## Requirement
Decide whether each statement agrees with the passage on the cost of porn: (a) Dr. Jill Manning's presentation was given at the Witherspoon Institute; (b) The Centerfold Syndrome is a book by Dr. Mary Anne Layden; (c) the study in the Journal of Applied Social Psychology found reduced satisfaction with partners only among men. For each, answer yes or no and quote the words that settle it.

## Document passage
##########
The Real Cost Of Porn

Breaking Free, the blog of Covenant Eyes, ran a great article called Straight Talk To Husbands Who Watch Porn.
The whole article is worth your time, but here are some highlights:
- In a presentation given at the Witherspoon Institute, Dr. Jill Manning spoke about the impact pornography can have on wives. She says it is “troubling” how many times she meets people who dismissed the magnitude of the issue and the legitimacy of the devastation a husband’s porn use has on a wife.
- As Dr. Mary Anne Layden writes, “It is toxic miseducation about sex and relationships.”
- In Dr. Gary Brooks’ book, The Centerfold Syndrome, he explains how pornography alters the way men think. Because the women in porn are only glossy magazine pictures or pixels on the screen, they have no sexual or relational expectations of their own. This trains men to desire the cheap thrill of fantasy over a committed relationship that requires them to connect to another human being. Pornography essentially trains men to be digital voyeurs: lookingat women rather than seeking genuine intimacy.
- According to a study published in the Journal of Applied Social Psychology, after only a few prolonged exposures to pornographic videos, men and women alike reported less sexual satisfaction with their intimate partners, including their partners’ affection, physical appearance, and sexual performance.
##########
## Recorded data
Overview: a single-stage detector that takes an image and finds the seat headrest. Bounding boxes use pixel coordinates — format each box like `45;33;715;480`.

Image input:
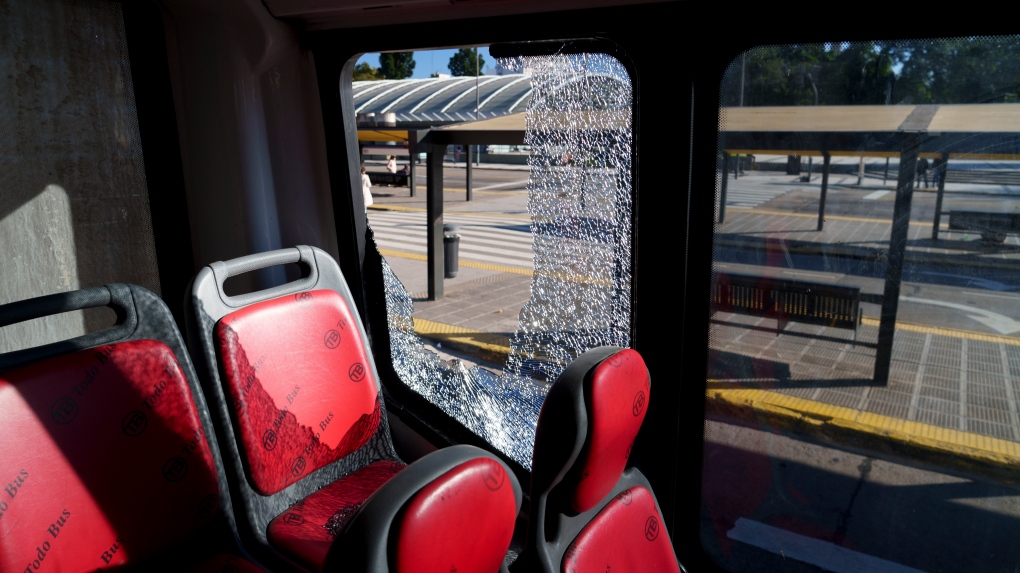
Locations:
532;347;651;513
##########
## Solution to the problem
(a) Yes: "In a presentation given at the Witherspoon Institute, Dr. Jill Manning spoke about the impact pornography can have on wives."
(b) No: "In Dr. Gary Brooks’ book, The Centerfold Syndrome"
(c) No: "men and women alike reported less sexual satisfaction with their intimate partners"